» Jobs:
a) Please rewrite the filmmaker biography between "Amin Sidi-Boumédiène (born" and "film Abou Leila.", inclusive, replacing "Al Djazira" with "El Djazira".
b) Write the next part of the Amin Sidi-Boumédiène biography, picking up after its final sentence.

» Text:
--- Begin ---

- Born: Amin Sidi-Boumédiène March 5, 1982 (age 44) Paris, France
- Education: Conservatoire Libre du Cinéma Français
- Occupations: Director, writer, screenwriter
- Years active: 2010–present

= Amin Sidi-Boumédiène =

Franco-Algerian filmmaker

Amin Sidi-Boumédiène (born 5 March 1982), is a Franco–Algerian filmmaker. He is best known as the director of critically acclaimed short Al Djazira and film Abou Leila.

==Personal life==
He was born on 5 March 1982 in Paris, France. However, he later grew up in Algiers, Algeria. He returned to France and studied chemistry after his baccalauréat.

--- End ---

» Dataset extract:
--- Begin ---

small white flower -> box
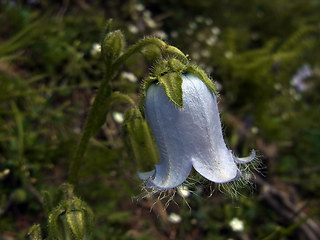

--- End ---

» The replies:
a)
Amin Sidi-Boumédiène (born 5 March 1982), is a Franco–Algerian filmmaker. He is best known as the director of critically acclaimed short El Djazira and film Abou Leila.

b)
==Career==
He obtained a degree in film directing from Conservatoire Libre du Cinéma Français (CLCF) in Paris in 2005. Then he made his maiden short film Tomorrow, Algiers? in 2011. The film was selected in several international film festivals. Then he made his second short film Al Djazira, which was filmed in Algiers in July 2012. It won the Award for the Best Arab Film at the Abu Dhabi film Festival.

In 2014, he directed his third short Serial K.. The film was screened at the film days of Bejaia. After series of successful short films, he made his maiden feature film, Abou Leila, a dark film. It was completely shot in his home country Algeria. The film was released in theaters on 15 July 2020. It was also previously screened in the 58th Critics' Week section at 2019 Cannes Film Festival. In November 2019, the film won the award for the Best Debut Film of a Director at 50th International Film Festival of India.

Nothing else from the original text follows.